Reading passage —
There is sonar lint issue with this method. the cyclometric complexity of this method is 13 which is greated than 10

authorized. i what should i have to do now.

CodePudding user response:

Provided isNameMatching has no side-effects:

boolean isNameMatching = isNameMatching(od, od1, getModel().FEATURES.SignpostInfo.OtherDestination);
return (isNameMatching && (isAmbigous(od) && isAmbigous(od1)))
    || (isNameMatching && (!isAmbigous(od) && !isAmbigous(od1)))
    || (isNameMatching && (isAmbigous(od) && !isAmbigous(od1)))
    || (isNameMatching && (!isAmbigous(od) && isAmbigous(od1)));

The 2nd part of the condition seems like a bug. "Return true if both are unambiguous"? Seems wrong.

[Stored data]
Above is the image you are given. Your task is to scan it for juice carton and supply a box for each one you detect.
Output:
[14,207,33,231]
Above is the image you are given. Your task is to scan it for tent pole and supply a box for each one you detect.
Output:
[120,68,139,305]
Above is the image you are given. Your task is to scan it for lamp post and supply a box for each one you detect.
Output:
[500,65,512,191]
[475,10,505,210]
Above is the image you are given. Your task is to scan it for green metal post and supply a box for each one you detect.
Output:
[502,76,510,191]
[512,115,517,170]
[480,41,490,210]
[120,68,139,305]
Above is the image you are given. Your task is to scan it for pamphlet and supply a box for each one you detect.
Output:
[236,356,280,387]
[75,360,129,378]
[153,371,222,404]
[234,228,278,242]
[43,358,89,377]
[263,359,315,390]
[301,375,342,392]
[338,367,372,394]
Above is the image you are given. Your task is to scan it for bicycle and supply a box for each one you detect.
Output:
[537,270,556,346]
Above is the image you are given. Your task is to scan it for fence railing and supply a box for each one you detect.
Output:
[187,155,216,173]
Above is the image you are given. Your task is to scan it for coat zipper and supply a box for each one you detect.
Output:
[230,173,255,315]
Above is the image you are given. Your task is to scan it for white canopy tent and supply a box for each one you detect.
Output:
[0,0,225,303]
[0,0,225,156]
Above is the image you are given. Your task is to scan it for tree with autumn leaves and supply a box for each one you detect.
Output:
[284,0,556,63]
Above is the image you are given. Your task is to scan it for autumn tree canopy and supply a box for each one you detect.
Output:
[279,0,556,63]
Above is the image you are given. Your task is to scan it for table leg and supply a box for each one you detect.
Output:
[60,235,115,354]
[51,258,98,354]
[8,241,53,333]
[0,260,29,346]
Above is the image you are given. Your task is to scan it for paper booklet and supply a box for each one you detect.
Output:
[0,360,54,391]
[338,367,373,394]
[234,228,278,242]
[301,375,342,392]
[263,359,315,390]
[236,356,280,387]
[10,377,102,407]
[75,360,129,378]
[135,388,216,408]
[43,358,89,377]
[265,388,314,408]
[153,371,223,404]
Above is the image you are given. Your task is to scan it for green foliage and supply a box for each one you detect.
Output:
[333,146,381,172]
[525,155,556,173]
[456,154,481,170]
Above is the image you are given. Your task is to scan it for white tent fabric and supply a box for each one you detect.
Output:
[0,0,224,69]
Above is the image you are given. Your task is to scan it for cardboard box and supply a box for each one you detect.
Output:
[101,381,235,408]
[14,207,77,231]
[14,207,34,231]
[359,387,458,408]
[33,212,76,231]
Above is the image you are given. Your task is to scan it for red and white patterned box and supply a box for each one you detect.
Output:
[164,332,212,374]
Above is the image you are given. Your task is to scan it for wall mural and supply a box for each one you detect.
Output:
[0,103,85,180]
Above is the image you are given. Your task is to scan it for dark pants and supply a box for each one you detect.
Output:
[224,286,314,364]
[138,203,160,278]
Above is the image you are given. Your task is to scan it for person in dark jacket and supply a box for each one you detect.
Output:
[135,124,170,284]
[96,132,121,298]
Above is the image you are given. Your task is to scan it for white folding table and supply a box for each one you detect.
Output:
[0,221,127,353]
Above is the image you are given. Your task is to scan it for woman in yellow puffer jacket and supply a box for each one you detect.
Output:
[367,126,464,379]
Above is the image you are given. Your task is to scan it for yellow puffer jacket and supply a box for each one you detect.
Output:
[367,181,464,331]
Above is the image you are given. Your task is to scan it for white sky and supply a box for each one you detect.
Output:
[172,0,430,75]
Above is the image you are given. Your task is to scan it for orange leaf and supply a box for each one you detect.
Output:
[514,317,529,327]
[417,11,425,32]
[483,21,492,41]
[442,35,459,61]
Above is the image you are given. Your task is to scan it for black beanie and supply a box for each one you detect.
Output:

Jobs —
1) Why does the reply in the Sonar lint thread above suspect that the second part of the return condition is a bug? Answer in one to three sentences.
2) Please state the cyclomatic complexity that the Sonar lint thread gives for the method.

Answer set —
1) The second part returns true when the names match and both od and od1 are unambiguous. The reply finds that outcome ("Return true if both are unambiguous") wrong, so it suspects a bug.

2) It is 13, which is greater than 10.